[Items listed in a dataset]
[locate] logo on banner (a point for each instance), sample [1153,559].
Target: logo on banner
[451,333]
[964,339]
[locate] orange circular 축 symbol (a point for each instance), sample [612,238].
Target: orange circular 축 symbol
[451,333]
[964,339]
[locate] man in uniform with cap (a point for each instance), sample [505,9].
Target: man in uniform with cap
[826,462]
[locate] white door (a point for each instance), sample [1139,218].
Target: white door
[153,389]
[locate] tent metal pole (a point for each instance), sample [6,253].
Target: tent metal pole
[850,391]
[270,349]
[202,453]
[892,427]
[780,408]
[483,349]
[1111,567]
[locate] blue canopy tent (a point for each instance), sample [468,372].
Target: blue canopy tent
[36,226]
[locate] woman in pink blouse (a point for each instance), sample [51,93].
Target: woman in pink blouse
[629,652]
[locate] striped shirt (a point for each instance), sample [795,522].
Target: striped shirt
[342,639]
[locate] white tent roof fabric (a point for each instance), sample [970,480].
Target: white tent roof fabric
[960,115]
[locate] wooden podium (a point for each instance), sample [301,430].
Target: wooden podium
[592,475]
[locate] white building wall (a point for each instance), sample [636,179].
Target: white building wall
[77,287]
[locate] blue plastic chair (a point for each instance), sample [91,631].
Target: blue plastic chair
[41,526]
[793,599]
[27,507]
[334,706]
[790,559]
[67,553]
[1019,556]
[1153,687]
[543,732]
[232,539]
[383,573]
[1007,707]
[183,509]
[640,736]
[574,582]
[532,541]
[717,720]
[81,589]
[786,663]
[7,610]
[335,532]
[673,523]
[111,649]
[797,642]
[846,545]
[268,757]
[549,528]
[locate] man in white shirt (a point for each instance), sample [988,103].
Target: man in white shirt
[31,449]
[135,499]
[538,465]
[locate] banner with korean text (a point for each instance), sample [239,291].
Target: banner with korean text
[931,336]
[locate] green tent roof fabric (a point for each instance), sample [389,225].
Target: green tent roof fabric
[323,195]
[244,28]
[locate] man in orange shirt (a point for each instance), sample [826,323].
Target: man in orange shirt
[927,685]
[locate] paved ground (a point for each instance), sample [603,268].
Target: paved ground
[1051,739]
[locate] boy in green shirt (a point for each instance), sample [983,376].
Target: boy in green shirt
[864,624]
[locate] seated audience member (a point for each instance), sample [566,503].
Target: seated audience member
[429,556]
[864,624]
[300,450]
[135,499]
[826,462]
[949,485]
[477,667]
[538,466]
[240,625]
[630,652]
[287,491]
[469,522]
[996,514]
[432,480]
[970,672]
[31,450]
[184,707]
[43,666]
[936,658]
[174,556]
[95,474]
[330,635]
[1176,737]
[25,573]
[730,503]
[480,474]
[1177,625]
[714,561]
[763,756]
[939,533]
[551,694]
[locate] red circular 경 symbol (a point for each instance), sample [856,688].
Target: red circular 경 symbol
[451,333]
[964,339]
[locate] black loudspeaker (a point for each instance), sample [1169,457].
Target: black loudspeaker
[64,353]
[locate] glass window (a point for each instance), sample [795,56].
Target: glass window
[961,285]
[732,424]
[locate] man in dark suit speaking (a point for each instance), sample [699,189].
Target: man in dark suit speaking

Goal. Print the lines of the data exactly as they appear, beginning at the line that contains "[locate] man in dark" and continuing through the final line of the data.

The output.
[locate] man in dark suit speaking (a point for each instance), sample [699,189].
Target: man in dark suit speaking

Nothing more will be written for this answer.